Available records

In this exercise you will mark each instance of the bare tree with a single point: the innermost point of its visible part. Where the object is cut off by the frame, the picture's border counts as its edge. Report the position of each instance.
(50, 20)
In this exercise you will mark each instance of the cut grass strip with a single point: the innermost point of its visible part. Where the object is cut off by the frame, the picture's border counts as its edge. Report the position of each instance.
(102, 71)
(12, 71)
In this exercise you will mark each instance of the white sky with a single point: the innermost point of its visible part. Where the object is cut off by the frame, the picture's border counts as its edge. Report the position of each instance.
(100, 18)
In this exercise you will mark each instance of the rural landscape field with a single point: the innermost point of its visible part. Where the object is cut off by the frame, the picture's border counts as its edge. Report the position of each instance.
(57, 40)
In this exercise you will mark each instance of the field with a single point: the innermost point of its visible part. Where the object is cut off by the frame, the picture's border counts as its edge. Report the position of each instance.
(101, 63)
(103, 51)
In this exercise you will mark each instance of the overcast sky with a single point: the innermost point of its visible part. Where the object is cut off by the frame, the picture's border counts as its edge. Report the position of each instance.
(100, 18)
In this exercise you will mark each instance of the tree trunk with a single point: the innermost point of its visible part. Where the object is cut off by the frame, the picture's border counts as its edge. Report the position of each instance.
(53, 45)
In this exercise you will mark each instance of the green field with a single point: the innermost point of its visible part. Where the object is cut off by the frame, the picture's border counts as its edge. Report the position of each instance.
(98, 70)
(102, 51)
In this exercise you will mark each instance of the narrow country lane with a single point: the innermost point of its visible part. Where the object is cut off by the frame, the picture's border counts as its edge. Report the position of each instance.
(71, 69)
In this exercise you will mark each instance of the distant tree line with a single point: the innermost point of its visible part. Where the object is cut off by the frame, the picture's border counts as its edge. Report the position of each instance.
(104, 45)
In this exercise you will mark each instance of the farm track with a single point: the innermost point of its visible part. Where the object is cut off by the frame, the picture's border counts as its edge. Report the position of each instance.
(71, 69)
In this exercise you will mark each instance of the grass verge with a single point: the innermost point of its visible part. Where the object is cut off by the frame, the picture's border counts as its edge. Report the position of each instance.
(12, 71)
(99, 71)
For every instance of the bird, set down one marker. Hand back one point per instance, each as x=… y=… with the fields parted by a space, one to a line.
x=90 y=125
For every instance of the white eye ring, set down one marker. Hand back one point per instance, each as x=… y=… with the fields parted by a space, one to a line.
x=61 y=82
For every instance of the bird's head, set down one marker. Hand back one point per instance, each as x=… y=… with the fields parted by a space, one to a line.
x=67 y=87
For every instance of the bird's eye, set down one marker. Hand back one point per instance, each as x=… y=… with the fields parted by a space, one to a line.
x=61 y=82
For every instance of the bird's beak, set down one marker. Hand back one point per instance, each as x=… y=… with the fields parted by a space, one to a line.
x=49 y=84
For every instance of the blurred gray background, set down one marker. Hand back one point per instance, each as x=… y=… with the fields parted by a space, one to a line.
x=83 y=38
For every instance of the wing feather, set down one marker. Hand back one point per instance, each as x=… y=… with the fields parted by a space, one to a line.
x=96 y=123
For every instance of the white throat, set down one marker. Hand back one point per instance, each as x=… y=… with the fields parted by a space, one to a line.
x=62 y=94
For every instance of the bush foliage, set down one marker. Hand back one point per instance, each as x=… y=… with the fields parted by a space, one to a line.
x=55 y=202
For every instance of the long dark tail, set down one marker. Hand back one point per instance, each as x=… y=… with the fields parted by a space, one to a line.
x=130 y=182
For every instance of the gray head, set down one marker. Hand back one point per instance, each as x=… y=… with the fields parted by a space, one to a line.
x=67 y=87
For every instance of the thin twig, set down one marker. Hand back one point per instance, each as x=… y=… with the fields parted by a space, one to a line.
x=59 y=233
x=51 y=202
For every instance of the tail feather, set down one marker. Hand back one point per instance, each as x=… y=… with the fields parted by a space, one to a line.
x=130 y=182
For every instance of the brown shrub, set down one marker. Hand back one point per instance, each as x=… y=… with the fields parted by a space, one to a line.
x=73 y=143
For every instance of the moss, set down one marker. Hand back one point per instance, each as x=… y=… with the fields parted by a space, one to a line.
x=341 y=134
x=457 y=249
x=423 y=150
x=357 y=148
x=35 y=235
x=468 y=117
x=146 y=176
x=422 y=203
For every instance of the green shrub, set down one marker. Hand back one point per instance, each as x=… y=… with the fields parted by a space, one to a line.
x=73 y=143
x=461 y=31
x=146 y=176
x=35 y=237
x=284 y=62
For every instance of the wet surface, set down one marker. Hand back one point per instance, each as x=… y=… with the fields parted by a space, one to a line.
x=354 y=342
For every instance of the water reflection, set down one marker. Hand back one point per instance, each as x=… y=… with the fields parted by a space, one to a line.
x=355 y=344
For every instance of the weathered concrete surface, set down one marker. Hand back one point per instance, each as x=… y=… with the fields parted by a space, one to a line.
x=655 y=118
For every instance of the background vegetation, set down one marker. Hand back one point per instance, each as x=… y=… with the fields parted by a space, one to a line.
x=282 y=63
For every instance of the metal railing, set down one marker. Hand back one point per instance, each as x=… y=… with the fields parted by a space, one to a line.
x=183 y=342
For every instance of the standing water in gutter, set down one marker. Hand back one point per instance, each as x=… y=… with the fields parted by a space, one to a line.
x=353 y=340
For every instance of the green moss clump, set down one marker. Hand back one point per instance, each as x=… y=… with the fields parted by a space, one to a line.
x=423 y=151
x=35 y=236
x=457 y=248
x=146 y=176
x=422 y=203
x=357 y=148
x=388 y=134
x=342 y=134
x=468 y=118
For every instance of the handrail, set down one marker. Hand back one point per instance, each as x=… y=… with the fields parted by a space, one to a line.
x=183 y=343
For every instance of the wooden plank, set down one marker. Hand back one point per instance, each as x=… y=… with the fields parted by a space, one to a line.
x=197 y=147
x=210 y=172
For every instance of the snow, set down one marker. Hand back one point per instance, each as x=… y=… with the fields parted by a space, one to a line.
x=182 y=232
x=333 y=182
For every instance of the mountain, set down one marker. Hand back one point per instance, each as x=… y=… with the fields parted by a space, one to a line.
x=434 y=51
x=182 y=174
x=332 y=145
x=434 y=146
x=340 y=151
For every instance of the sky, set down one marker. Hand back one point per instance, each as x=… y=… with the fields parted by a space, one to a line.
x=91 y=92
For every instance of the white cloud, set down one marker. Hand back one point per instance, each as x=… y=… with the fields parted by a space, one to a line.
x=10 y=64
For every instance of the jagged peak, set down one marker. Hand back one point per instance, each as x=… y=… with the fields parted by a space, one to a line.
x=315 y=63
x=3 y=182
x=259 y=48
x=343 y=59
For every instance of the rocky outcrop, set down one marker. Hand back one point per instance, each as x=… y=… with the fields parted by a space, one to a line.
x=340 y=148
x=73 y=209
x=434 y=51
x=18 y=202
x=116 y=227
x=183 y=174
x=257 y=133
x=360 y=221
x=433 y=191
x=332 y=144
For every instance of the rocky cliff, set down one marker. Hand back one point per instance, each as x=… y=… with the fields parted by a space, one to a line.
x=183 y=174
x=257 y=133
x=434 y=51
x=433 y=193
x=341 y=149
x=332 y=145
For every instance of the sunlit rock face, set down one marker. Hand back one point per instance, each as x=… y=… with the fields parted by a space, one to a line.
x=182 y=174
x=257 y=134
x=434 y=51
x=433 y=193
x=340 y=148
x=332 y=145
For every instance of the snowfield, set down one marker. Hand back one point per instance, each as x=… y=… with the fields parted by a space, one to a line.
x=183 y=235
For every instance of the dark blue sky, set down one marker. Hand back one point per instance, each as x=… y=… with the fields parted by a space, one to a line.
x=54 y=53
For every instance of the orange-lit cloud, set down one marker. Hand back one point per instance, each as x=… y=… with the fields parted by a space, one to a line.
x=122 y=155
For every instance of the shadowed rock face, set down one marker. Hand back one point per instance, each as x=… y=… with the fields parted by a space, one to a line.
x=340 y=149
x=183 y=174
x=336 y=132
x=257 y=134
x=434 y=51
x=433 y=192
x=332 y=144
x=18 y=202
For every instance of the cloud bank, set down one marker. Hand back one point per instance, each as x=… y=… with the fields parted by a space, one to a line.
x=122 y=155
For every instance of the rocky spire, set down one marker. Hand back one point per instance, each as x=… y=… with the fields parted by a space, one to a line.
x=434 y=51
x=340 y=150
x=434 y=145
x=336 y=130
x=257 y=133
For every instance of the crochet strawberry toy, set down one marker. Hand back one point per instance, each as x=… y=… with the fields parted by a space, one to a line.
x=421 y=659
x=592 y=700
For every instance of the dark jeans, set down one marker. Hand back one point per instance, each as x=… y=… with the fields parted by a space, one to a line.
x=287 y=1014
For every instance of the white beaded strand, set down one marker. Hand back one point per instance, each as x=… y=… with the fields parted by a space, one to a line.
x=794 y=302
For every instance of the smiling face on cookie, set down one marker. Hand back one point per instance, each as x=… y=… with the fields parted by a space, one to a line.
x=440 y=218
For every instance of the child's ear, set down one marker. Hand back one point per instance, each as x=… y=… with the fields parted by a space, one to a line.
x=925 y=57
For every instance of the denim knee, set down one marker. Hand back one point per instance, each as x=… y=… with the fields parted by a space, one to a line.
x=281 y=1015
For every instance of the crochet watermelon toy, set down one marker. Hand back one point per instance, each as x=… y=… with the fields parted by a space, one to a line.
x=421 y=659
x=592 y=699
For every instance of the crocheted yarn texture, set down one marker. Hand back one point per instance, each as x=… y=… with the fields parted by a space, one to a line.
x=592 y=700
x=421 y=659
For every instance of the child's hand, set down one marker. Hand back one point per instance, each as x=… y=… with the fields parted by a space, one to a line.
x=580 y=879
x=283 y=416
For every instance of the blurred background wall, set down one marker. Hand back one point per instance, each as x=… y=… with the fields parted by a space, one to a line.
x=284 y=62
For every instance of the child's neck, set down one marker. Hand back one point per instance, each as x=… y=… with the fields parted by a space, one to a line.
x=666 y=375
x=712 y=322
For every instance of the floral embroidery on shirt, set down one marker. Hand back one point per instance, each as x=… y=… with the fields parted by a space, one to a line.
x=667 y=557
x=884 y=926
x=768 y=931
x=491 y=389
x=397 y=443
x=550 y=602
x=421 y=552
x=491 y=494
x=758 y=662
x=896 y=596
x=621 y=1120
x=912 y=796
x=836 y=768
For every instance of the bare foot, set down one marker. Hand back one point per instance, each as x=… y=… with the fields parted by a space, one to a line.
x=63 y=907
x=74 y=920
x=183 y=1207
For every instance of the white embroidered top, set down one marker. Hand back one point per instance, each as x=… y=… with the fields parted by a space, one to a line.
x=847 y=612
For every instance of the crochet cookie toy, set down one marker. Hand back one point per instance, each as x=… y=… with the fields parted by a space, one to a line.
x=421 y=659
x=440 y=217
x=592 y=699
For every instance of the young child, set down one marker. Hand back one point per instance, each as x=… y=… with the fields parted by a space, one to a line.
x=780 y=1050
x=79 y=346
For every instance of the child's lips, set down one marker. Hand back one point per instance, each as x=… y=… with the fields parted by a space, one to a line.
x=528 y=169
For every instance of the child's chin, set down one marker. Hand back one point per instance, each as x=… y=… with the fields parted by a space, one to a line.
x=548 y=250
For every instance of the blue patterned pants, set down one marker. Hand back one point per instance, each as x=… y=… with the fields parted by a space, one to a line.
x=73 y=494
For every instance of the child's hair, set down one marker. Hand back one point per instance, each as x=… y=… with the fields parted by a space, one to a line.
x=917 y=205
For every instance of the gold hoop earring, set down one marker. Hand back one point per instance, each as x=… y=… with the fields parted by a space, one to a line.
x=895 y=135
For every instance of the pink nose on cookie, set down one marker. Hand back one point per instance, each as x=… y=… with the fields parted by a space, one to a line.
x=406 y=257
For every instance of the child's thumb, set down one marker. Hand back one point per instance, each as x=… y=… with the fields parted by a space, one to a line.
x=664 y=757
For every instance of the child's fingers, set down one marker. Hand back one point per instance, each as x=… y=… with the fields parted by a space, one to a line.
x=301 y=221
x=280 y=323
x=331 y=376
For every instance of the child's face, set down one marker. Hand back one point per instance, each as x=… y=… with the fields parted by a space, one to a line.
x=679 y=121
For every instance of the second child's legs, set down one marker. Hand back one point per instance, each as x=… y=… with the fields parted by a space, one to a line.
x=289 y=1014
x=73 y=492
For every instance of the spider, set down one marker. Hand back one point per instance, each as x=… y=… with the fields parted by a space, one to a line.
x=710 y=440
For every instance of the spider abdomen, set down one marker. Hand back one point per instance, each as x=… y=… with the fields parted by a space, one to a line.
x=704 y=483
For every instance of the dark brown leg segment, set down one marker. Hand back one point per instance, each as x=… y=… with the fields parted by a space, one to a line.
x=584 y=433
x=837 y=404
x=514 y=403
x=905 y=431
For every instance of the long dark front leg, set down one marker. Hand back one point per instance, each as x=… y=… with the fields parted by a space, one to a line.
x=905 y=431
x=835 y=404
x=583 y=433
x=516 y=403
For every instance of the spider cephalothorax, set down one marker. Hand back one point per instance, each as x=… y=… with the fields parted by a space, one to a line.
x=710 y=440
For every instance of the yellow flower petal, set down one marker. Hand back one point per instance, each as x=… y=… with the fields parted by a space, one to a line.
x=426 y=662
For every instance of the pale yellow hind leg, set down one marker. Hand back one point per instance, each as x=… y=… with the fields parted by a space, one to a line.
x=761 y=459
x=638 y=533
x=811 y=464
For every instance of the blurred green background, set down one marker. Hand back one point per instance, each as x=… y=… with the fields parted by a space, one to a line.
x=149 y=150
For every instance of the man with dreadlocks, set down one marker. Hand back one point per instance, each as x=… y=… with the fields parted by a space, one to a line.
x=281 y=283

What is expected
Can you copy the rows above word for word, starting at the line that contains "For every instance of the second" and ending after the line that contains "x=811 y=464"?

Response to the task
For every instance of the second child's legs, set down one marker. Hand back one point per instance, each as x=… y=… with the fields parted by a space, one to a line.
x=289 y=1014
x=73 y=492
For every instance of the spider, set down one marker. Hand back one point per instance, each as x=… y=… with the fields parted by a space, one to a line.
x=710 y=440
For every instance of the spider abdomen, set down one marker. Hand back one point per instance, each as x=… y=… with the fields parted by a space, one to a line.
x=704 y=483
For every instance of the dark brown leg segment, set down one marker. Hand back one point per instance, each as x=… y=… with the fields parted by a space, one to a line.
x=584 y=433
x=837 y=404
x=514 y=403
x=905 y=431
For every instance of the long dark front leg, set down one marker. Hand back one point per instance, each as x=… y=… with the fields parted by a space, one to a line.
x=905 y=431
x=835 y=404
x=583 y=433
x=516 y=403
For every instance of the spider cephalothorax, set down one marker. Hand back one point per instance, each as x=… y=… with the fields parted by a space, one to a line.
x=710 y=440
For every instance of the yellow flower petal, set down one marker. Hand back one point per instance, each as x=… y=… with the fields parted by a space, one to a line.
x=426 y=662
For every instance of the pale yellow hind leg, set down one marker. Hand back one point per instance, each as x=… y=… with the fields parted by a space, one to a line.
x=761 y=459
x=638 y=533
x=811 y=464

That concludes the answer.